* **The request**
Copy the records word for word, from the line that contains "Go ahead, prove it: the road surface" through the last line of the records, including both.
=-=-=
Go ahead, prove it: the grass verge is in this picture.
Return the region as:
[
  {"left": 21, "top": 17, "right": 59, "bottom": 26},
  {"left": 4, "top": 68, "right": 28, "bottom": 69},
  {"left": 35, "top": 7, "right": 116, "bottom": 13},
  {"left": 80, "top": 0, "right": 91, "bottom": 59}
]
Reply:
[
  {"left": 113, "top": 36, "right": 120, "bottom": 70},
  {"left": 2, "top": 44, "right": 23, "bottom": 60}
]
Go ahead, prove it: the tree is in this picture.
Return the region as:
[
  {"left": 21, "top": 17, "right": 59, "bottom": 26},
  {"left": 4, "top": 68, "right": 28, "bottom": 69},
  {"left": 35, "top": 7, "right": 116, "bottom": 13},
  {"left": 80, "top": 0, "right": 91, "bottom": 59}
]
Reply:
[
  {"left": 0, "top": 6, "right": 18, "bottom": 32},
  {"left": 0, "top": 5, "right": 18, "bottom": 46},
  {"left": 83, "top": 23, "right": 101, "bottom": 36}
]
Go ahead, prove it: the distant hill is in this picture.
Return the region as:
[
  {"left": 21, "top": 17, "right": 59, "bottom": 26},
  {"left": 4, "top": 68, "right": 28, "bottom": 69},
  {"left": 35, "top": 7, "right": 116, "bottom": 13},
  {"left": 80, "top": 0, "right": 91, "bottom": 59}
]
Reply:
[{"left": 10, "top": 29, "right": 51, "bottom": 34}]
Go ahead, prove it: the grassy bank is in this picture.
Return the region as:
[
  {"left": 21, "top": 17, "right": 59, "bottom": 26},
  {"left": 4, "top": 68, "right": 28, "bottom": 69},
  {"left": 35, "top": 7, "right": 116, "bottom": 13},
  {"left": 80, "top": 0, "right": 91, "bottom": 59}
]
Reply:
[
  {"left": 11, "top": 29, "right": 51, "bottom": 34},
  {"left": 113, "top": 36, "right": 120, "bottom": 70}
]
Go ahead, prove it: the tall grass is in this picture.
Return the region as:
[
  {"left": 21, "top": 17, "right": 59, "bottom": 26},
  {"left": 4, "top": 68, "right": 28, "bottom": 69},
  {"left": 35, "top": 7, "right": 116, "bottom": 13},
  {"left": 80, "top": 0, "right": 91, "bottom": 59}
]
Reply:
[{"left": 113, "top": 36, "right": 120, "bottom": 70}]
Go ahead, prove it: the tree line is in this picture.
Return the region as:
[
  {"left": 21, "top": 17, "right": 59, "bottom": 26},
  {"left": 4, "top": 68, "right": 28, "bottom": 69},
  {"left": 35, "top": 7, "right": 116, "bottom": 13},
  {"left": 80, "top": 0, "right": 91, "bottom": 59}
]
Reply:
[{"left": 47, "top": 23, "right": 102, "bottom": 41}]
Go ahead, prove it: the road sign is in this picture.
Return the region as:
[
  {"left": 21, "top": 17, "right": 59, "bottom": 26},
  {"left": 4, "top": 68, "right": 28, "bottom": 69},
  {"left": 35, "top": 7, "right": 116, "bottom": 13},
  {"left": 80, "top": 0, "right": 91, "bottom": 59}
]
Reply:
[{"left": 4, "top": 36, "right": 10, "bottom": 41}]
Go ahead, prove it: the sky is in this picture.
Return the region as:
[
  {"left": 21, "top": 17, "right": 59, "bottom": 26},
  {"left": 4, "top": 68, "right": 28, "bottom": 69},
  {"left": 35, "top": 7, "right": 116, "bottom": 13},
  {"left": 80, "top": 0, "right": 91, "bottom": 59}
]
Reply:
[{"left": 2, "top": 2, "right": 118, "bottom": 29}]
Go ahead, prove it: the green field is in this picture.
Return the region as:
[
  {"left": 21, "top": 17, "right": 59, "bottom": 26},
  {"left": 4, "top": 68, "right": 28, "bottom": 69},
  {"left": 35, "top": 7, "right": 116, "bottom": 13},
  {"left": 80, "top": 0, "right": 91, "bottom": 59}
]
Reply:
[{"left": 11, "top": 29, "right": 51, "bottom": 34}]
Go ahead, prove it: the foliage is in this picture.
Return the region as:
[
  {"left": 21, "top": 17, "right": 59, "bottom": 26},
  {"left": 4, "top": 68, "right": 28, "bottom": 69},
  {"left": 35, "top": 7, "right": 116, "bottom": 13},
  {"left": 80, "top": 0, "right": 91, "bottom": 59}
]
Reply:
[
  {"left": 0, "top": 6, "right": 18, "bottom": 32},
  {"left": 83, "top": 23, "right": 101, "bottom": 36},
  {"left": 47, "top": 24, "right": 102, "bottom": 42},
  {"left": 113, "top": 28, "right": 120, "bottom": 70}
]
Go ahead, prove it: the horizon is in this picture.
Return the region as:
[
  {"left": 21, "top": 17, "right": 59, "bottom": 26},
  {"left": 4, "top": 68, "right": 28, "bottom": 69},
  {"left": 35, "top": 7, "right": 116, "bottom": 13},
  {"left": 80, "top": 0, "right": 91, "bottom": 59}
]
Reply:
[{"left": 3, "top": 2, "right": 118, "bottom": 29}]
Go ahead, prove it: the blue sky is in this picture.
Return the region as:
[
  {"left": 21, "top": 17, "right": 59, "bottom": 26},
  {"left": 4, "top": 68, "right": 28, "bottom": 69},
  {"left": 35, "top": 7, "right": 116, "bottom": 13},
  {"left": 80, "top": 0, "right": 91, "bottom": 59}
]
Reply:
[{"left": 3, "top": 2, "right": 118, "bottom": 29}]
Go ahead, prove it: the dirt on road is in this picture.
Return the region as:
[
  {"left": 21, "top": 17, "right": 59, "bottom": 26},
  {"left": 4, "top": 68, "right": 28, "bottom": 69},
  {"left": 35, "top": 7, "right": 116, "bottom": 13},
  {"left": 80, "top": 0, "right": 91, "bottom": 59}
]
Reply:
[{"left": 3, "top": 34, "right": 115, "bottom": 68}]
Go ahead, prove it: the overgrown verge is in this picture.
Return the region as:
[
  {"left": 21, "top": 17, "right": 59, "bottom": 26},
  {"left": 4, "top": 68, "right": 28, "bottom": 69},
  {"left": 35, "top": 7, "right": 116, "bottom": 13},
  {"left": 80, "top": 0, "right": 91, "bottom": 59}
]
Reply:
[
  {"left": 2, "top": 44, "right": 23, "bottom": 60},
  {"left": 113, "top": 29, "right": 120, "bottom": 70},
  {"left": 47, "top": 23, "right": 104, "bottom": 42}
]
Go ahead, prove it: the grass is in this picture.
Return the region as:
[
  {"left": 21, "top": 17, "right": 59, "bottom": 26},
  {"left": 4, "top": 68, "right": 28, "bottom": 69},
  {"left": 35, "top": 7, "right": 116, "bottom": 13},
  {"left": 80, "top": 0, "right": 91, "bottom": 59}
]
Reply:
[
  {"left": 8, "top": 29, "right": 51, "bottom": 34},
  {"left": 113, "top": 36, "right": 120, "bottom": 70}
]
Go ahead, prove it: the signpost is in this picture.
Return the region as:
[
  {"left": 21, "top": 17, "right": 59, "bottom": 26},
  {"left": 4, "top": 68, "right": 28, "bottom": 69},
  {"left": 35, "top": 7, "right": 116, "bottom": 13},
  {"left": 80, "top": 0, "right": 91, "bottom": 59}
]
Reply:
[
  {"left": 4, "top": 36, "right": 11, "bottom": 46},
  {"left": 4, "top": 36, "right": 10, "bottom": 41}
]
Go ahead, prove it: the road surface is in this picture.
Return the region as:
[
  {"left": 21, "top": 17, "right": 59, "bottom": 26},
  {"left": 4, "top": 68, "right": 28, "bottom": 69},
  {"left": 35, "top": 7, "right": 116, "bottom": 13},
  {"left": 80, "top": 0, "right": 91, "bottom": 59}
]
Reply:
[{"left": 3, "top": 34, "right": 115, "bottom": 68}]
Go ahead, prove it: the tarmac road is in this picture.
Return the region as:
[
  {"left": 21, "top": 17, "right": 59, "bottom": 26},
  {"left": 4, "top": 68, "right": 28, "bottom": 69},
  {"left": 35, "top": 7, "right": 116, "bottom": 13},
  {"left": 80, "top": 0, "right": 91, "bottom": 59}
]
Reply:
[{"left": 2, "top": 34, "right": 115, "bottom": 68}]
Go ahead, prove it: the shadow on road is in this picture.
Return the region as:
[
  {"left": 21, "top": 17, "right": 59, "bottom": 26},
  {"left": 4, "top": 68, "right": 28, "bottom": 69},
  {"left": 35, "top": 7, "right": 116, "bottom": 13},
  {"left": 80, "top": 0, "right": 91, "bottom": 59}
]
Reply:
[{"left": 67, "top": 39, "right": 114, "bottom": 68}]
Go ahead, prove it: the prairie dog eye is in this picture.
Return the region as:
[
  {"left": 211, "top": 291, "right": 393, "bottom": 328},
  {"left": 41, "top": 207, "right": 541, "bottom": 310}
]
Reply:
=-=-=
* **Exercise response**
Go ahead, prove it: the road surface is in this picture.
Return the region as:
[
  {"left": 21, "top": 17, "right": 59, "bottom": 26},
  {"left": 4, "top": 68, "right": 28, "bottom": 69},
  {"left": 35, "top": 7, "right": 116, "bottom": 13},
  {"left": 80, "top": 0, "right": 91, "bottom": 59}
]
Reply:
[{"left": 3, "top": 34, "right": 115, "bottom": 68}]
Go ahead, prove it: the tarmac road is in this picture.
Return the region as:
[
  {"left": 21, "top": 17, "right": 59, "bottom": 26},
  {"left": 4, "top": 68, "right": 28, "bottom": 69},
  {"left": 35, "top": 7, "right": 116, "bottom": 13},
  {"left": 80, "top": 0, "right": 91, "bottom": 59}
]
Reply:
[{"left": 2, "top": 34, "right": 115, "bottom": 68}]
Go ahead, prove it: the shadow on road is in this picture.
Return the region as:
[
  {"left": 21, "top": 17, "right": 59, "bottom": 26},
  {"left": 4, "top": 68, "right": 28, "bottom": 69},
  {"left": 35, "top": 7, "right": 116, "bottom": 13},
  {"left": 80, "top": 0, "right": 91, "bottom": 59}
]
Reply:
[{"left": 67, "top": 39, "right": 114, "bottom": 68}]
Go ahead, prove it: the prairie dog eye is in this picture.
Return the region as:
[
  {"left": 211, "top": 291, "right": 393, "bottom": 328},
  {"left": 41, "top": 207, "right": 541, "bottom": 310}
]
Reply:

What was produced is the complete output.